▶ _Provided text_:

****************

The rule changes from the 2023 collective bargaining agreement between the NBA and its players haven’t even been fully implemented yet and they have already proven to be one of the strongest forces against player-movement in league history. The second apron broke up the Golden State Warriors. It compelled the Los Angeles Clippers to let Paul George walk for nothing instead of trading him and taking salary back. It’s an “apron world” now, as Lakers general manager Rob Pelinka put it on Tuesday. All 30 teams are living in it.

With that reality is going to come a built-in excuse. Whenever a move that would have made sense in the old world doesn’t happen, people are going to point to the CBA as the boogeyman that prevented it. This is happening, to some extent, to DeMar DeRozan.

DeRozan was an All-Star as recently as 2023. He nearly won Clutch Player of the Year last season. He hasn’t yet experienced significant statistical decline. There was a time in NBA history that such a player would be among the most coveted on the entire free agent market. It isn’t happening so far. “The kind of contract he might want just is not going to be available,” ESPN’s Adrian Wojnarowski said Tuesday. “It’s not left out there on the marketplace. The Bulls are more than willing to work out a sign-and-trade agreement to get him the years and money that he might want, but with the new salary cap rules, those are much more difficult for teams to do.”

We’re now several days into free agency. As of Tuesday night, only two teams have more than $20 million in cap space. Those teams are the Utah Jazz, who are either about to go into a rebuild, or use their cap space to renegotiate-and-extend the contract of Lauri Markkanen, and the Detroit Pistons who have more ball-handlers than they know what to do with and a serious lack of 3-point shooting to complement them. Neither appear to be obvious destinations. 

Yet, to this point, the notion of a significant pay cut is reportedly still out of the question. “For the teams that might be calling or gauging interest in DeMar taking a full mid-level exception, which is around $13 million, I am told that is not even being considered right now,” Bleacher Report’s Chris Haynes said. DeRozan is still operating under the old-world assumption that he is a star and should be paid as such.

It would be tempting to sit here and say that the CBA is costing DeRozan money, but it wouldn’t necessarily be accurate. Free agency hasn’t been a major driver of player-movement for several years now. Just go back to 2022, the last offseason before this new CBA was conceived. No free agent changed teams for more than the $27.3 million annually DeRozan made on his last deal. Only two free agents changed teams for more than that $13 million starting salary that DeRozan is turning down now: Jalen Brunson and Collin Sexton, who did so as part of sign-and-trade that netted the Cavaliers Donovan Mitchell. That Sexton deal came in September. If Cleveland hadn’t had the chance to land its All-Star, Sexton may well have needed to remain with the Cavaliers on a cheap, one-year qualifying offer. Free agency just doesn’t get players paid externally to the degree that it used to.

****************

▶ _Dataset extract_:

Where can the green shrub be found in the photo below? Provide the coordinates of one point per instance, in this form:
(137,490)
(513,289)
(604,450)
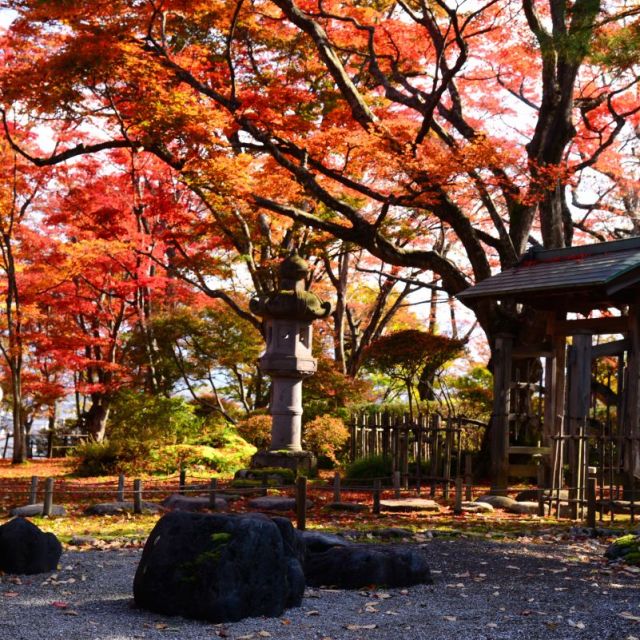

****************

▶ _What this exercise asks_:
A) Turn the paragraph of the DeRozan piece that begins "We're now several days into free agency" into a short bulleted list that keeps its main facts.
B) From the DeRozan piece, quote the passage starting with "It would be" and going on through "it used to.".
The data above is separate from the DeRozan piece.

▶ _Answers for the tasks_:
A)
- Free agency is several days old.
- As of Tuesday night, only two teams have more than $20 million in cap space.
- One is the Utah Jazz, who will either rebuild or use the space to renegotiate and extend Lauri Markkanen's contract.
- The other is the Detroit Pistons, who have plenty of ball-handlers but lack 3-point shooting.
- Neither team looks like an obvious destination.

B)
It would be tempting to sit here and say that the CBA is costing DeRozan money, but it wouldn’t necessarily be accurate. Free agency hasn’t been a major driver of player-movement for several years now. Just go back to 2022, the last offseason before this new CBA was conceived. No free agent changed teams for more than the $27.3 million annually DeRozan made on his last deal. Only two free agents changed teams for more than that $13 million starting salary that DeRozan is turning down now: Jalen Brunson and Collin Sexton, who did so as part of sign-and-trade that netted the Cavaliers Donovan Mitchell. That Sexton deal came in September. If Cleveland hadn’t had the chance to land its All-Star, Sexton may well have needed to remain with the Cavaliers on a cheap, one-year qualifying offer. Free agency just doesn’t get players paid externally to the degree that it used to.